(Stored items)
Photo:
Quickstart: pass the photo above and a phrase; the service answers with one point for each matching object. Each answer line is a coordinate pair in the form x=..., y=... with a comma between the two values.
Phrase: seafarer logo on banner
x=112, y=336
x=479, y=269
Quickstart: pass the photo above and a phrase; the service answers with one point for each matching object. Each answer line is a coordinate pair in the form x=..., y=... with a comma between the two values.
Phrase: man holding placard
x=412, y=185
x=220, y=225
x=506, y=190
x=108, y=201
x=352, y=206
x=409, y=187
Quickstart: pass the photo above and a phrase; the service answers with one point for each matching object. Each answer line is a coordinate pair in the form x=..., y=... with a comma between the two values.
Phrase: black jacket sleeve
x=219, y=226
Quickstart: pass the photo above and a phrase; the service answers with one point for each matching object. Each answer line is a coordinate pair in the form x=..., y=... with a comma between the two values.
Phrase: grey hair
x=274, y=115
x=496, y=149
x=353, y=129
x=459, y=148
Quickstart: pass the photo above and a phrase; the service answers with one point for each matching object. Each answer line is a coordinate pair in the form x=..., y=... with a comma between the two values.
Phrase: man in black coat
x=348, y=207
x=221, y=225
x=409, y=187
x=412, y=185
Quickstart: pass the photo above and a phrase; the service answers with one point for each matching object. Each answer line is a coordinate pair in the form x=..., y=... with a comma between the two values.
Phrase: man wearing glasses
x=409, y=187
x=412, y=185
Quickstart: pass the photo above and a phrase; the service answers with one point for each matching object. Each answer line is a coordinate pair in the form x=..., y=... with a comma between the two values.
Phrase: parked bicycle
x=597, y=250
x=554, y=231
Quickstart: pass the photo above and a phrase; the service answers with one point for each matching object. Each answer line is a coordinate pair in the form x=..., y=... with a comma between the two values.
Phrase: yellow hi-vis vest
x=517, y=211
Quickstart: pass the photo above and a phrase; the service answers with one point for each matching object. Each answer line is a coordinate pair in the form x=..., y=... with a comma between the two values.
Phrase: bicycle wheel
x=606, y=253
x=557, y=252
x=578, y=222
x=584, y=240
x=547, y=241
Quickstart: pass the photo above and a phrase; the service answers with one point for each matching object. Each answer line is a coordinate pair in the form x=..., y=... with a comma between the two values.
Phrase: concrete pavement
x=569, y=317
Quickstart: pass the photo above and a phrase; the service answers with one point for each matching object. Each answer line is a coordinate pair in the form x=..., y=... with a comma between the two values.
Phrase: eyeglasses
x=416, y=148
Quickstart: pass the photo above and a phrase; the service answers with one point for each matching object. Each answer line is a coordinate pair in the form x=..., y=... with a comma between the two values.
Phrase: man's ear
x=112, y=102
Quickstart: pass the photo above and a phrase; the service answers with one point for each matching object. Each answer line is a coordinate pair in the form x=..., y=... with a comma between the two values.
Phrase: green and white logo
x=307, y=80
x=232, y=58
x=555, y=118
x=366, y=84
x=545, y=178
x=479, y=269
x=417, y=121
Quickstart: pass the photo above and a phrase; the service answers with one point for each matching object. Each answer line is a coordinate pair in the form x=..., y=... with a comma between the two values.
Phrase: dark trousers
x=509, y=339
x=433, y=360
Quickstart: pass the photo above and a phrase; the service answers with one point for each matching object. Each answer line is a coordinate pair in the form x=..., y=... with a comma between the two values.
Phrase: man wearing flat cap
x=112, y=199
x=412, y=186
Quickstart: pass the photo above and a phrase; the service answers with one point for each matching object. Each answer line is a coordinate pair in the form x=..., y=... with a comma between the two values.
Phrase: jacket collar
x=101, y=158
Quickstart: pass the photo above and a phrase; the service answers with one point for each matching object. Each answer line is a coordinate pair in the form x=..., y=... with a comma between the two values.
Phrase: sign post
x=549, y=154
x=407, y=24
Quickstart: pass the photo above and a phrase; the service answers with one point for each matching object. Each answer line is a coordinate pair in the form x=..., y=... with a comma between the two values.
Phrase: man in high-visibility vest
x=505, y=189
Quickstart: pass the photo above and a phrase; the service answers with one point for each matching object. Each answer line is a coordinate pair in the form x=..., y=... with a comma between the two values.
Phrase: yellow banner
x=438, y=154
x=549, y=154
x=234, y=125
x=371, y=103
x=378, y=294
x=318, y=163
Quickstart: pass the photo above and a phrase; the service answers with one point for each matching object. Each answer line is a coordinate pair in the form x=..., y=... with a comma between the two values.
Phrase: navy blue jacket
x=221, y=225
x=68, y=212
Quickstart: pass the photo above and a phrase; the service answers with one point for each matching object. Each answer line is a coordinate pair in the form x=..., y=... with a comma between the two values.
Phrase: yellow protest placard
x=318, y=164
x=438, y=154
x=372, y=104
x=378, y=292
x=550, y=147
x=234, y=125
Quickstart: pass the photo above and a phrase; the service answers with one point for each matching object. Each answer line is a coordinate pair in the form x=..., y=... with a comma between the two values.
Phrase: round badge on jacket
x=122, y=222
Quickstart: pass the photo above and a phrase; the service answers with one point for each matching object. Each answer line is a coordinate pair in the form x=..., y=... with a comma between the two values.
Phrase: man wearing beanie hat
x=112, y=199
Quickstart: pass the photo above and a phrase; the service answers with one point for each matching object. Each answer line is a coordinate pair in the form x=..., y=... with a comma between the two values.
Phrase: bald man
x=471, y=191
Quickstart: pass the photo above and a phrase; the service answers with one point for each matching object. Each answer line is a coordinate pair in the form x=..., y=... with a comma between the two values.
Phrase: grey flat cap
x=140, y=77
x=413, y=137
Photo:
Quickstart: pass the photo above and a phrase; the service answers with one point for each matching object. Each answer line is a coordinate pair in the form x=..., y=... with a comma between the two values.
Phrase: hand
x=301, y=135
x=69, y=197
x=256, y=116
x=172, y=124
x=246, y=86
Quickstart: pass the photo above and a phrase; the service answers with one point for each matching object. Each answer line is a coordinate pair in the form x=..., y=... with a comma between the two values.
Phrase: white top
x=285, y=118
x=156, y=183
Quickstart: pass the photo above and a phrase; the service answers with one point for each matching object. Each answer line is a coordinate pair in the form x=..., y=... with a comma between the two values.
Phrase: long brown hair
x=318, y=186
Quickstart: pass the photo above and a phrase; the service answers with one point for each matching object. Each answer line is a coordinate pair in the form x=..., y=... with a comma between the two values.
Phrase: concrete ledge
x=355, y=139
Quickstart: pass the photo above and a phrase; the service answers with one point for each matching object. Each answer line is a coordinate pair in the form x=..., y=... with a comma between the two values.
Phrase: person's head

Prompt: Starting at the line that contains "Phrase: man wearing beanie hat", copy every line down to the last line of the records above, exactly as written.

Task answer:
Phrase: man wearing beanie hat
x=112, y=199
Quickstart: pass the photo above and a phrase; the service answers with one point for each matching object. Each answer line is a coordinate pair in the form x=..., y=... with a comma between the two values.
Phrase: bald man
x=471, y=191
Quickstart: pass the photo above and a phrase; the service answers with one point for each matching object. Each answer line is a coordinate pair in the form x=..., y=... with a comma between the two values.
Phrase: grey flat cap
x=140, y=77
x=413, y=137
Photo:
Quickstart: pass the photo above and a phrase; the service answers with one point for each matching object. Each answer line is a coordinate pair in the form x=..., y=... with a comma between the two values.
Phrase: hand
x=301, y=135
x=69, y=197
x=256, y=116
x=172, y=124
x=246, y=86
Quickstart: pass the photo above and a phrase; the service answers with one point for each matching object. Each answer line is a coordinate pair in the form x=..., y=... with a comma between the two values.
Phrase: white top
x=285, y=118
x=156, y=183
Quickstart: pass the photo above and a phrase; the service answers with one point for each matching object. Each answer line is a coordinate pair in the form x=..., y=... with a comma between the two values.
Phrase: long brown hair
x=318, y=186
Quickstart: pass the photo above and a phrase; the service answers with one point for each matching object. Each answer line is a coordinate pair in the form x=..., y=... with a comma between the two values.
Phrase: concrete ledge
x=355, y=139
Quickstart: pass the photo above and a phrase; the service answers with one point for each matching object. Each answer line is a coordinate pair in the form x=..., y=... with a comma between the two values.
Phrase: person's head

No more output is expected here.